### About this exercise
Search the entries for the line containing "Target: drinking glass". Repeat it, then every line after it, exactly through the final line.

### Supplied material
********

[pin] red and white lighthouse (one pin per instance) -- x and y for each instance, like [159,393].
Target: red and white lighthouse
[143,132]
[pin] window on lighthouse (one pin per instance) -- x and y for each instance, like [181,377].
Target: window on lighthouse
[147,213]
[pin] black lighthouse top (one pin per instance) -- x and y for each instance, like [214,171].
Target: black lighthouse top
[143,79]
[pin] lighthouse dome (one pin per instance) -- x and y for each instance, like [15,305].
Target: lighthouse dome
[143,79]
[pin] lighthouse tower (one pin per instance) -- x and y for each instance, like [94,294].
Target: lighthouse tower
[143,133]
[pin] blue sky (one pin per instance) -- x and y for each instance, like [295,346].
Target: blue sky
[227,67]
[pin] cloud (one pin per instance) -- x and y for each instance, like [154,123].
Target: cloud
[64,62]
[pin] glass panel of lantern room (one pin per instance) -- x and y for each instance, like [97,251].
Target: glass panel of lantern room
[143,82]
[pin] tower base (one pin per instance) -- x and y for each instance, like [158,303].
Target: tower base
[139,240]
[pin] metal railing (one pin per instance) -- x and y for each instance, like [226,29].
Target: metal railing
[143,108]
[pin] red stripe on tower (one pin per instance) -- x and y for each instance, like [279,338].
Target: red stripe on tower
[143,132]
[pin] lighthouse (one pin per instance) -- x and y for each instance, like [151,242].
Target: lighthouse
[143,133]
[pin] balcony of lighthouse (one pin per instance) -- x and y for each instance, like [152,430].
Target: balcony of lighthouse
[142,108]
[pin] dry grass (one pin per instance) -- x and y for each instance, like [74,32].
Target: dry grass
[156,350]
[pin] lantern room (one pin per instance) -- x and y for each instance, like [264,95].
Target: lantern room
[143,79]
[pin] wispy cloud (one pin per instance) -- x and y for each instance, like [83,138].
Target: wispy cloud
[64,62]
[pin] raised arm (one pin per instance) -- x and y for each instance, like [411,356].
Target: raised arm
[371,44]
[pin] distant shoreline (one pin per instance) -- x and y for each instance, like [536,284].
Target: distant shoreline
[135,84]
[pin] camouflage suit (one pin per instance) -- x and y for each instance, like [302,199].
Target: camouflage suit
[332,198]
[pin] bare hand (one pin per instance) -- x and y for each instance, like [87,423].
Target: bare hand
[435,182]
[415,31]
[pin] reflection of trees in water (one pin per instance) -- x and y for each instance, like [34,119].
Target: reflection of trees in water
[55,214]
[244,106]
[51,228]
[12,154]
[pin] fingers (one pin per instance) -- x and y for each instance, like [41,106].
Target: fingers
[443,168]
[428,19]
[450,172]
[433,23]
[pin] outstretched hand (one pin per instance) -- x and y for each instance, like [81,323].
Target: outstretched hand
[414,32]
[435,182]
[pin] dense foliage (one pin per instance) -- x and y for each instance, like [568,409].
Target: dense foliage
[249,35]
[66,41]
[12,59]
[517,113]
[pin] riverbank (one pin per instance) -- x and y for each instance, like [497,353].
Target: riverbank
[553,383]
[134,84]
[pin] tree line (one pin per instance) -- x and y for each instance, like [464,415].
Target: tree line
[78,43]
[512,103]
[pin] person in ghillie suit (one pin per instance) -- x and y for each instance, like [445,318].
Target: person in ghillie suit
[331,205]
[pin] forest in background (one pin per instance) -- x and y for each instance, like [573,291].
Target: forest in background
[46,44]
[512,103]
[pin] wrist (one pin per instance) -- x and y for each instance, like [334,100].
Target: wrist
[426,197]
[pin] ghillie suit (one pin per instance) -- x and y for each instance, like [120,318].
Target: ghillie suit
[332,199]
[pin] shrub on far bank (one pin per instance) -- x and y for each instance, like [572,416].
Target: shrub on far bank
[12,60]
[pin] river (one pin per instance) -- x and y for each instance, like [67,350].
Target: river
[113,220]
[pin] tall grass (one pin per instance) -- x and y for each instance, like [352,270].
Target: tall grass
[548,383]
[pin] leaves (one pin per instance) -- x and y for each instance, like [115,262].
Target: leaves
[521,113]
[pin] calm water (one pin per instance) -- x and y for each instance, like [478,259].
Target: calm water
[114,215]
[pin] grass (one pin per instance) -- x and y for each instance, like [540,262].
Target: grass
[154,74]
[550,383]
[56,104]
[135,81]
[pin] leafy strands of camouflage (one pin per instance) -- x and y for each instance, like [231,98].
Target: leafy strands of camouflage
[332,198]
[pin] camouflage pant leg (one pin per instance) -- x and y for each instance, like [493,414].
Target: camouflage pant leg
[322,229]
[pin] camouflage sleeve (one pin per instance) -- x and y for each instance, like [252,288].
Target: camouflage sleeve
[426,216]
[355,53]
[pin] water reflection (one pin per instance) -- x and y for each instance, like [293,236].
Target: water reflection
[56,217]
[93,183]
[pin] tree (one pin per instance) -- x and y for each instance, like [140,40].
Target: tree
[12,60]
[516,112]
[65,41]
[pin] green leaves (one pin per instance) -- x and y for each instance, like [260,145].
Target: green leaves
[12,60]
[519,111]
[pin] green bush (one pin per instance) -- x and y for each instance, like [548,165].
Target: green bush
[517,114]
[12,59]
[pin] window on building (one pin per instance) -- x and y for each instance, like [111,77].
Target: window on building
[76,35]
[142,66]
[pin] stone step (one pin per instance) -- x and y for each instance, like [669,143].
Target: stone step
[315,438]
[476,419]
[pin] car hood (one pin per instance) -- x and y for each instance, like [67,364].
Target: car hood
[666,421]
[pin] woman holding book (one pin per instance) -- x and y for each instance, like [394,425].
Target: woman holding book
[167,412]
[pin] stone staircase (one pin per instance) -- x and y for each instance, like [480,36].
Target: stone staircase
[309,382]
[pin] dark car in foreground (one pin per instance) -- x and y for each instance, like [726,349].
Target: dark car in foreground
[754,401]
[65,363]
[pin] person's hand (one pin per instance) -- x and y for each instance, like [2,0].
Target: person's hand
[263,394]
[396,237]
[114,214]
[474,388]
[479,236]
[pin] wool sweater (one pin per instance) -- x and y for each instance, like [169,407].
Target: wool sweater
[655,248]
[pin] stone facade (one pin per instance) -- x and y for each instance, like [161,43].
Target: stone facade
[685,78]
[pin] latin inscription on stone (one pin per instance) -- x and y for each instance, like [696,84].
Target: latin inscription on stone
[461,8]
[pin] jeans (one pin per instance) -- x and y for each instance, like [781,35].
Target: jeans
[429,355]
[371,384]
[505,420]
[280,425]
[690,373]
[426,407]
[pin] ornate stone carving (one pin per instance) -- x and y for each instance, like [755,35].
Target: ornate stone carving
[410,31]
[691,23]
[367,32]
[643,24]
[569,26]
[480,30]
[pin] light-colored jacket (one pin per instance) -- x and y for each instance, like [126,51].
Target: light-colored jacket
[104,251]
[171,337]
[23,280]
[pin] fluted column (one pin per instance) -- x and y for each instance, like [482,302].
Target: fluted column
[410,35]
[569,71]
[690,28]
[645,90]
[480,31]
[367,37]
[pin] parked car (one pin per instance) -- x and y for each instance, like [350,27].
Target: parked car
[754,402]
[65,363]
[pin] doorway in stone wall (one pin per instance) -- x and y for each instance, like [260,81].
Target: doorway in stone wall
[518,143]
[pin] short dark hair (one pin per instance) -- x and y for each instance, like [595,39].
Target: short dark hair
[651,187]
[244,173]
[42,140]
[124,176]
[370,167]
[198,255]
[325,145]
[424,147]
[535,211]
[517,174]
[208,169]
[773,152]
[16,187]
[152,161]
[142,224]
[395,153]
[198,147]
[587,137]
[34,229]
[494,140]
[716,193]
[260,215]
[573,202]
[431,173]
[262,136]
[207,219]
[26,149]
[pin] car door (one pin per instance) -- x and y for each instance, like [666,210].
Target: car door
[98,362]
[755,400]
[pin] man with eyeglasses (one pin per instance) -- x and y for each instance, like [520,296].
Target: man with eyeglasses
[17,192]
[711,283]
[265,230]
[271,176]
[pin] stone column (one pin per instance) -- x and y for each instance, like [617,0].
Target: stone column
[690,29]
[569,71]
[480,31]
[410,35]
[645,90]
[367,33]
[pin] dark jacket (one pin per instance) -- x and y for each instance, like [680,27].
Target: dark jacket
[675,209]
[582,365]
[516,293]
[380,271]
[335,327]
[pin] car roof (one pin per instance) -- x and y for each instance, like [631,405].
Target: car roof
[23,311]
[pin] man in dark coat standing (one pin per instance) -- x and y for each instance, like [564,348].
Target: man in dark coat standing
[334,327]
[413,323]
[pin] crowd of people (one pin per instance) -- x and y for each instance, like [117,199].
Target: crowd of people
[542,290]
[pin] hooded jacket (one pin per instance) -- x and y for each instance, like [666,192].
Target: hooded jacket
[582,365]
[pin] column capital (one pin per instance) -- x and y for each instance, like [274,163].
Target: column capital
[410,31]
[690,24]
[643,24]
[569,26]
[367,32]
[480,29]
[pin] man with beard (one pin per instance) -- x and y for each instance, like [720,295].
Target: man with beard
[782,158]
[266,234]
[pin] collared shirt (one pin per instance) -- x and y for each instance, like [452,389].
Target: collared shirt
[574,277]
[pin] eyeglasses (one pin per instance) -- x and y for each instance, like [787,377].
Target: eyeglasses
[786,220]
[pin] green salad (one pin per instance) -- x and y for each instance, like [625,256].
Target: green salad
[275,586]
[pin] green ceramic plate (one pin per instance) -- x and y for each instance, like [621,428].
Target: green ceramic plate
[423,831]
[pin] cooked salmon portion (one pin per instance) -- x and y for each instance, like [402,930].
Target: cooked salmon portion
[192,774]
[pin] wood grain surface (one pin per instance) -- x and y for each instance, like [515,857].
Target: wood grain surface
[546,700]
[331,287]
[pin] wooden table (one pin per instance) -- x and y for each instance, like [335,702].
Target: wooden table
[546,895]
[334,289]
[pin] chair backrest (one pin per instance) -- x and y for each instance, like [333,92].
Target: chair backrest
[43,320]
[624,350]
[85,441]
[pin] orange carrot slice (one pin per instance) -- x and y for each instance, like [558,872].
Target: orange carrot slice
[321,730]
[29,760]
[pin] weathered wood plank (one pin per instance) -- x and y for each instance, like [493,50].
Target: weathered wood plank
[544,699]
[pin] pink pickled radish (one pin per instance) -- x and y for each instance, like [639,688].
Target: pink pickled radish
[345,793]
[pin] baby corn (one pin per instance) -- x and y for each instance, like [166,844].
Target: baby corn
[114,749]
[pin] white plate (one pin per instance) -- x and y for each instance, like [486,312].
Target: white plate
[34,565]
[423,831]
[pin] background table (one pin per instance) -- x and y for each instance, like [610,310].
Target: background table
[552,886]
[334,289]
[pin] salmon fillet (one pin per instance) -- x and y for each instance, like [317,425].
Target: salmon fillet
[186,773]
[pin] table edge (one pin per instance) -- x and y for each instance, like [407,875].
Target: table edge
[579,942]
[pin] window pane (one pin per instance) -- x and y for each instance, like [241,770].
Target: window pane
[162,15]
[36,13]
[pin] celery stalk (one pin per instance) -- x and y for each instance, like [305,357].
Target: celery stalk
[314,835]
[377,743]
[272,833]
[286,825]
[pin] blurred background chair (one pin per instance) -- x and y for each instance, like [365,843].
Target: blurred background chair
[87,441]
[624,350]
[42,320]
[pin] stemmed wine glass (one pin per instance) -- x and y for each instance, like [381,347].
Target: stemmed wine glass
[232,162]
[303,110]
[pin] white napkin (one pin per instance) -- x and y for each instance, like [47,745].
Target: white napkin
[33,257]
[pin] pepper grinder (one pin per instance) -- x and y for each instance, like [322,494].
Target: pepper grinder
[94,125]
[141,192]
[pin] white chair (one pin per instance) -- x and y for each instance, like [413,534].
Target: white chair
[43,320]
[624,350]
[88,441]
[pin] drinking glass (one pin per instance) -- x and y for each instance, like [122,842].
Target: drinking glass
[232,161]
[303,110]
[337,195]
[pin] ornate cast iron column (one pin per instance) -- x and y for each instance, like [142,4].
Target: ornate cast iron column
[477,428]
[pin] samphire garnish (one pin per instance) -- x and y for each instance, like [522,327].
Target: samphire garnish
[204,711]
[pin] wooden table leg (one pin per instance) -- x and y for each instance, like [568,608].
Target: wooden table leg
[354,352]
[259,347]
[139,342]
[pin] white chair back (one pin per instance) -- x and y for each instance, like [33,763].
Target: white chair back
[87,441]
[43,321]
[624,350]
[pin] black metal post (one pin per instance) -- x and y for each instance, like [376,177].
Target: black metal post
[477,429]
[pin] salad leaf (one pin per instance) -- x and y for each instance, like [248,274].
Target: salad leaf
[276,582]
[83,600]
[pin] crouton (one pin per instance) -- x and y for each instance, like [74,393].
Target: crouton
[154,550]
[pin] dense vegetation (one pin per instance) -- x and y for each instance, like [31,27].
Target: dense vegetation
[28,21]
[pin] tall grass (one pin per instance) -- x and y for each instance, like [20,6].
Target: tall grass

********

### Exercise result
Target: drinking glass
[232,161]
[303,110]
[337,195]
[pin] ornate cast iron column (one pin per instance) -- x and y for each instance, like [142,4].
Target: ornate cast iron column
[477,428]
[pin] samphire garnish (one pin per instance) -- x and y for each instance, like [522,327].
Target: samphire garnish
[204,711]
[pin] wooden table leg (one pin per instance) -- x and y for each instance, like [568,608].
Target: wooden table leg
[354,352]
[259,347]
[139,342]
[pin] white chair back (one pin per instance) -- x and y for each instance, like [33,763].
Target: white chair back
[87,441]
[43,321]
[624,350]
[pin] black metal post (one pin per instance) -- x and y for each instance, like [376,177].
Target: black metal post
[477,429]
[pin] salad leaf (one pin per instance) -- x and y for each instance, like [248,274].
Target: salad leaf
[276,582]
[83,600]
[pin] crouton (one pin per instance) -- x and y for each instance, like [74,393].
Target: crouton
[154,550]
[pin] dense vegetation (one pin per instance) -- x and y for each instance, like [31,27].
Target: dense vegetation
[28,21]
[pin] tall grass (one pin per instance) -- x and y for each instance, like [20,6].
Target: tall grass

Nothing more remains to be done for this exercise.